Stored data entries
━━━━━━━━━━━━━━━━━━━━━━━━━━━━━━

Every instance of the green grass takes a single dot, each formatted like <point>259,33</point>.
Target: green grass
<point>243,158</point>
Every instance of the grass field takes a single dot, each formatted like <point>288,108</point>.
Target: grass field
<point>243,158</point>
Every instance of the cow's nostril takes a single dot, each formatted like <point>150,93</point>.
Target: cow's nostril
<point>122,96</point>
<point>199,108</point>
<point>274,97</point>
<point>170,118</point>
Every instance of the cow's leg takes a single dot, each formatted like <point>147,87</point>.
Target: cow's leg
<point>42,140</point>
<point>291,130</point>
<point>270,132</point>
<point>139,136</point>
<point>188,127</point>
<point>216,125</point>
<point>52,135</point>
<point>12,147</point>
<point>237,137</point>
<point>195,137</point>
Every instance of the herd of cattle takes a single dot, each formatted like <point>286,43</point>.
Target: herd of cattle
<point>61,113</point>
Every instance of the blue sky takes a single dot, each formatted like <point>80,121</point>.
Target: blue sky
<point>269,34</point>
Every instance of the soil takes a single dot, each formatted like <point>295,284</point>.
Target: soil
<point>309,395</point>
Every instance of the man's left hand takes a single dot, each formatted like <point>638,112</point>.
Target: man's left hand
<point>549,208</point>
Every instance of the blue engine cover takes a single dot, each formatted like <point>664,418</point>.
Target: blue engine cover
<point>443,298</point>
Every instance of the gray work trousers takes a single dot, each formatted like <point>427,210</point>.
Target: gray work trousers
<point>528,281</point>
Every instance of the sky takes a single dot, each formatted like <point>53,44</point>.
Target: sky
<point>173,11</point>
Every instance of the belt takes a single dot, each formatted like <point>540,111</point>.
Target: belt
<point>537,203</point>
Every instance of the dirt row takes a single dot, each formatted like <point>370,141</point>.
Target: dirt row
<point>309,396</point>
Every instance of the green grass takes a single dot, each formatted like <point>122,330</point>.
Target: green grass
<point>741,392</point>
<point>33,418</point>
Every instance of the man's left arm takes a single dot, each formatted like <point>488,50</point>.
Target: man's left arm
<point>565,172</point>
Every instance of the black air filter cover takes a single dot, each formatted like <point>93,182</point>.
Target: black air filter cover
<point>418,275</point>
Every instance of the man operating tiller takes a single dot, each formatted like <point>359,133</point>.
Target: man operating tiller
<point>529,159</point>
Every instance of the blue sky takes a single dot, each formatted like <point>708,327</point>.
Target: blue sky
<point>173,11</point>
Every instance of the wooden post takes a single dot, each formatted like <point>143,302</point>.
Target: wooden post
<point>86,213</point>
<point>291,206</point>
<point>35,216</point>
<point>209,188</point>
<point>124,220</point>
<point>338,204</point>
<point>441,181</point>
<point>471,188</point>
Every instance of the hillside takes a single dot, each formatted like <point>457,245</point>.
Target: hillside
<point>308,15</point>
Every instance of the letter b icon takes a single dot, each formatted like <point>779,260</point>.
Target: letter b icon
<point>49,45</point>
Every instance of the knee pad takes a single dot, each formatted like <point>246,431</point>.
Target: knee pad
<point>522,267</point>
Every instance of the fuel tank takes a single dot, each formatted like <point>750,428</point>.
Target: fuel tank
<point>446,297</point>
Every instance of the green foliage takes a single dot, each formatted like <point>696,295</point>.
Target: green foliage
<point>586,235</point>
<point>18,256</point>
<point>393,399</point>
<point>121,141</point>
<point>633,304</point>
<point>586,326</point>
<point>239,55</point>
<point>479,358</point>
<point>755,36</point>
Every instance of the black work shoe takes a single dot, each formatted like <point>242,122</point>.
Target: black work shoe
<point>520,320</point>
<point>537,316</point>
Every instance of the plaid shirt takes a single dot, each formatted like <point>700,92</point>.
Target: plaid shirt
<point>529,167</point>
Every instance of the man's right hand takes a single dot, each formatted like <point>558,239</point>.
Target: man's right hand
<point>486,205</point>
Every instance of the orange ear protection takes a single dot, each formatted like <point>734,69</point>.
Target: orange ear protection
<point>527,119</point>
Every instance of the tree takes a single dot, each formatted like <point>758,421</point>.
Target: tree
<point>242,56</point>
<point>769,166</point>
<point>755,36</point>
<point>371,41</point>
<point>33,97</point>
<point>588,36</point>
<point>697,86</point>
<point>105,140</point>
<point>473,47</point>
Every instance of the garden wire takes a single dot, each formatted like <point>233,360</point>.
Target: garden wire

━━━━━━━━━━━━━━━━━━━━━━━━━━━━━━

About this exercise:
Look for the word "wire". Copy out every line of the data that has it.

Output for this exercise:
Every instance of the garden wire takes a single dot, each formatted like <point>233,360</point>.
Target: garden wire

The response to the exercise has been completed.